** EXCERPT **
Institute of Inorganic Chemistry, University of Leipzig, Johannisallee 29, D-04103 Leipzig, Germany
Inorganics 2016, 4(2), 19;
Received: 20 May 2016 / Revised: 12 June 2016 / Accepted: 14 June 2016 / Published: 20 June 2016
(This article belongs to the Special Issue Traversing the Boundaries of Inorganic Chemistry)


The reaction of the lithium tris(2-pyridyl)stannate [LiSn(2-py6OtBu)3] (py6OtBu = C5H3N-6-OtBu), 1, with the element(II) amides E{N(SiMe3)2}2 (E = Sn, Pb) afforded complexes [LiE{Sn(2-py6OtBu)3}3] for E = Sn (2) and E = Pb (3), which reveal three Sn–E bonds each. Compounds 2 and 3 have been characterized by solution NMR spectroscopy and X-ray crystallographic studies. Large 1J(119Sn–119/117Sn) as well as 1J(207Pb–119/117Sn) coupling constants confirm their structural integrity in solution. However, contrary to 2, complex 3 slowly disintegrates in solution to give elemental lead and the hexaheteroarylditin [Sn(2-py6OtBu)3]2 (4).

** REQUIRED WORK **
[A] Reproduce word for word everything in the abstract from "Institute of Inorganic" down to "of Inorganic Chemistry)".
[B] Translate this sentence from the abstract into Spanish: "Compounds 2 and 3 have been characterized by solution NMR spectroscopy and X-ray crystallographic studies."
The data that comes next is separate material from the abstract.

** DATASET ENTRIES **
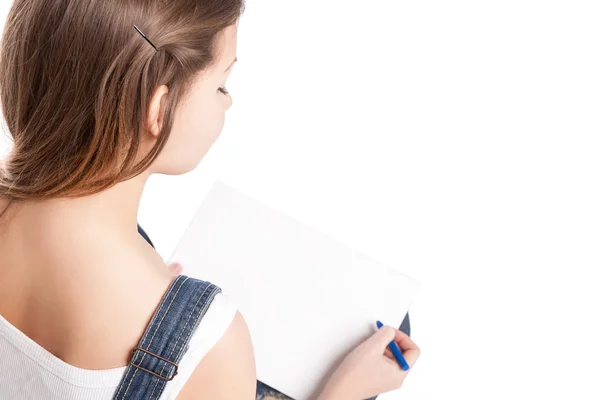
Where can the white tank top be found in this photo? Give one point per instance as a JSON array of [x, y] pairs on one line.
[[28, 371]]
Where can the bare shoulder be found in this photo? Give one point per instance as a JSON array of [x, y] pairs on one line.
[[228, 371]]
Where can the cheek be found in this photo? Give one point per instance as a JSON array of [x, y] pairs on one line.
[[193, 134]]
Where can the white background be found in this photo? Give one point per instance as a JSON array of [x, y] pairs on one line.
[[457, 141]]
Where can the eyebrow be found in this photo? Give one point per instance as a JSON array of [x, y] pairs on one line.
[[231, 65]]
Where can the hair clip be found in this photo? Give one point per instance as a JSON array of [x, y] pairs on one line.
[[144, 36]]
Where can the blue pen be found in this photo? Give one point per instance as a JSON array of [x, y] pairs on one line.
[[396, 351]]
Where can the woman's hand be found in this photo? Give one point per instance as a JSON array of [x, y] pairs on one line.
[[370, 369], [175, 268]]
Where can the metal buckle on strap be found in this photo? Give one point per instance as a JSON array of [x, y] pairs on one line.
[[152, 372]]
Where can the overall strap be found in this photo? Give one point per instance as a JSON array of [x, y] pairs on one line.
[[166, 339]]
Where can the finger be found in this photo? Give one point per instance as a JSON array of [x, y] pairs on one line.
[[388, 353], [410, 350]]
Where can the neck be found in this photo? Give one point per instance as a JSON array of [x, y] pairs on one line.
[[69, 230]]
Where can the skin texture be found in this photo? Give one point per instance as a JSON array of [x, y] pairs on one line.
[[57, 294]]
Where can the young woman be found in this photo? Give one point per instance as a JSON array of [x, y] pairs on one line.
[[98, 95]]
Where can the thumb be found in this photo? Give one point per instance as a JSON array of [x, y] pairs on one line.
[[383, 337]]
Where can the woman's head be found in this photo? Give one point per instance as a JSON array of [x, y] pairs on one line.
[[89, 102]]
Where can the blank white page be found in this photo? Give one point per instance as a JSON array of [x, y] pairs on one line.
[[307, 298]]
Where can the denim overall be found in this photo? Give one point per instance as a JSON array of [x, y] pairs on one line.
[[154, 361]]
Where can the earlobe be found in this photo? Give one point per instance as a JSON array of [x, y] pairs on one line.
[[157, 110]]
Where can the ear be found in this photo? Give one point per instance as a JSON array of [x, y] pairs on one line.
[[156, 110]]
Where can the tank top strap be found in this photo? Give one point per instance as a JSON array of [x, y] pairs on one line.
[[154, 361]]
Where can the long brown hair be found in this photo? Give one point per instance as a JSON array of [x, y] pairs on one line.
[[76, 79]]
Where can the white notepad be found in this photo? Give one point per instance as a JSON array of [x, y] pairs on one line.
[[307, 298]]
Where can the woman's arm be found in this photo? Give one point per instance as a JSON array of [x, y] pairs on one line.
[[228, 371]]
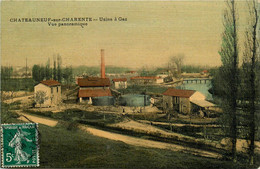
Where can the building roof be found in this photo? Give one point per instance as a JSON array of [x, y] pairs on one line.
[[203, 103], [50, 83], [144, 77], [179, 93], [94, 92], [119, 80], [93, 82]]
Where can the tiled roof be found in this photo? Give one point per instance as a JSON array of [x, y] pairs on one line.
[[93, 82], [144, 77], [94, 92], [120, 80], [50, 82], [179, 93]]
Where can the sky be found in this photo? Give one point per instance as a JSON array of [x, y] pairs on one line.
[[154, 31]]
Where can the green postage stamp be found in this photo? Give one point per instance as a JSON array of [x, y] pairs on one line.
[[20, 145]]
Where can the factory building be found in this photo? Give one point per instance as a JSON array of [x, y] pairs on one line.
[[146, 80], [95, 90], [120, 83], [184, 101], [47, 93]]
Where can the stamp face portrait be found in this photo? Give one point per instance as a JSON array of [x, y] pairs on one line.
[[20, 145]]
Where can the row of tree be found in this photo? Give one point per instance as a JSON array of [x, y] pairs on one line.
[[6, 72], [237, 87], [40, 72]]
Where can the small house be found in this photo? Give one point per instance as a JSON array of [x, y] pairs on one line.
[[120, 83], [47, 93], [93, 87], [184, 101]]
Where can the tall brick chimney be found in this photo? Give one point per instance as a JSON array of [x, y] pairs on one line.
[[102, 64]]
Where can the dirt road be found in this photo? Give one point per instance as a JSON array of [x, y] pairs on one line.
[[35, 119], [147, 143], [126, 139]]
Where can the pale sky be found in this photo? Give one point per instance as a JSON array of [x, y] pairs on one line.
[[153, 32]]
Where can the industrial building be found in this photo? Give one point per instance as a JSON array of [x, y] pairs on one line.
[[146, 80], [120, 83], [47, 93], [184, 101], [95, 90]]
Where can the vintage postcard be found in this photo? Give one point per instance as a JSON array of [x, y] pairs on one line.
[[130, 84], [20, 145]]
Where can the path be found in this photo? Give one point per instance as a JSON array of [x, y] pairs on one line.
[[179, 124], [124, 138], [36, 119]]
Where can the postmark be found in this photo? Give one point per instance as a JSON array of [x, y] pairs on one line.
[[20, 145]]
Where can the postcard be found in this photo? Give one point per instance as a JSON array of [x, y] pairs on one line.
[[130, 84]]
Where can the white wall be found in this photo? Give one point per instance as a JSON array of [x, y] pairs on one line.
[[53, 96], [197, 96], [47, 90]]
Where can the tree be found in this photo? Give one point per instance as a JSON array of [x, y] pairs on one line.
[[59, 72], [229, 74], [48, 70], [250, 81], [40, 97], [54, 68], [176, 63]]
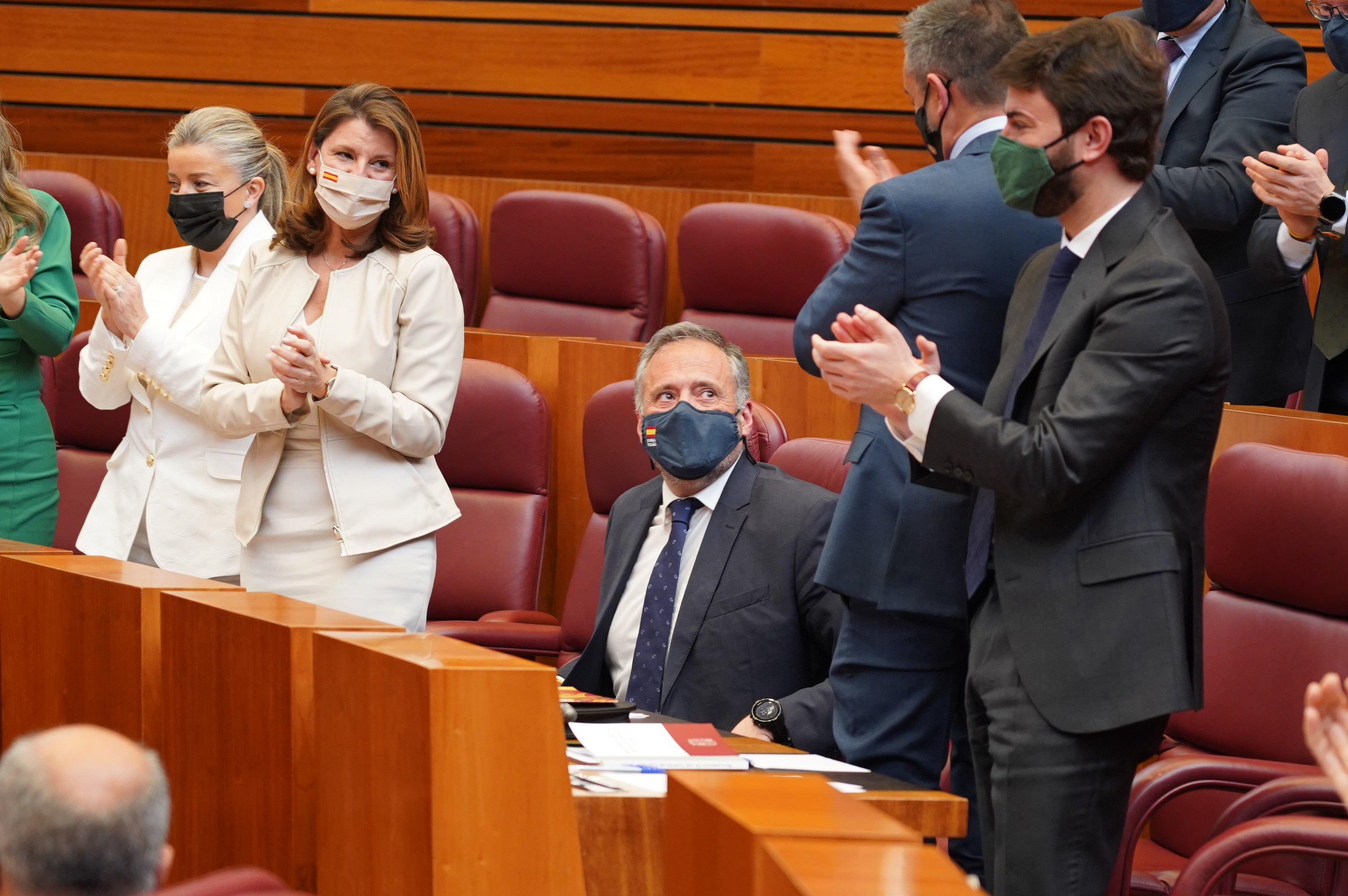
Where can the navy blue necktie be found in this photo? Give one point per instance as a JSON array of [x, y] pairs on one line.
[[985, 506], [653, 639]]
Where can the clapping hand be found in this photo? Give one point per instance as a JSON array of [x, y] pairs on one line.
[[860, 168], [1293, 181], [298, 364], [117, 292], [1326, 727], [870, 360], [17, 269]]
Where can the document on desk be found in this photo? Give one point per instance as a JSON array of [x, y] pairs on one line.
[[644, 745]]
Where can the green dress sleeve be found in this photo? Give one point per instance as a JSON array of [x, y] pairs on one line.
[[52, 309]]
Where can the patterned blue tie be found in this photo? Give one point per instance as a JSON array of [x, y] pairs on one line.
[[985, 506], [653, 641]]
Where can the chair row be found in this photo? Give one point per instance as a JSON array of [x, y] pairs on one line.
[[591, 266]]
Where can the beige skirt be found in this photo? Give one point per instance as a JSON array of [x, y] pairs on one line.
[[296, 551]]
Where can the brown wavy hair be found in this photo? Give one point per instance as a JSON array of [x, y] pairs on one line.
[[19, 209], [405, 227]]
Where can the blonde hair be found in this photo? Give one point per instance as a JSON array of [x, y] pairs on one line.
[[406, 225], [235, 135], [19, 209]]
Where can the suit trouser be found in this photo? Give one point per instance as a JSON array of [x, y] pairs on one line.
[[898, 704], [1052, 803]]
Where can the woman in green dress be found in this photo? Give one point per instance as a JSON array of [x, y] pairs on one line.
[[38, 312]]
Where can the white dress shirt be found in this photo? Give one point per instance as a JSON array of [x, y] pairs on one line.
[[1188, 46], [627, 619], [933, 388], [976, 131]]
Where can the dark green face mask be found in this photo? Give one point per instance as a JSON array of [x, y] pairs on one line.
[[1024, 170]]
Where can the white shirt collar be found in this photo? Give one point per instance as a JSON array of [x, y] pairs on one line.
[[1081, 243], [976, 131], [708, 496], [1192, 42]]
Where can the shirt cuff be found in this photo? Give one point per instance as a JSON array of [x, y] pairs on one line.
[[1295, 254], [928, 395]]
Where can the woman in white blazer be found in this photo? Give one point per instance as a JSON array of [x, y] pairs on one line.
[[172, 487], [341, 352]]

** EXERCISE ANSWERS **
[A]
Institute of Inorganic Chemistry, University of Leipzig, Johannisallee 29, D-04103 Leipzig, Germany
Inorganics 2016, 4(2), 19;
Received: 20 May 2016 / Revised: 12 June 2016 / Accepted: 14 June 2016 / Published: 20 June 2016
(This article belongs to the Special Issue Traversing the Boundaries of Inorganic Chemistry)

[B] Los compuestos 2 y 3 se han caracterizado mediante espectroscopía de RMN en disolución y estudios cristalográficos de rayos X.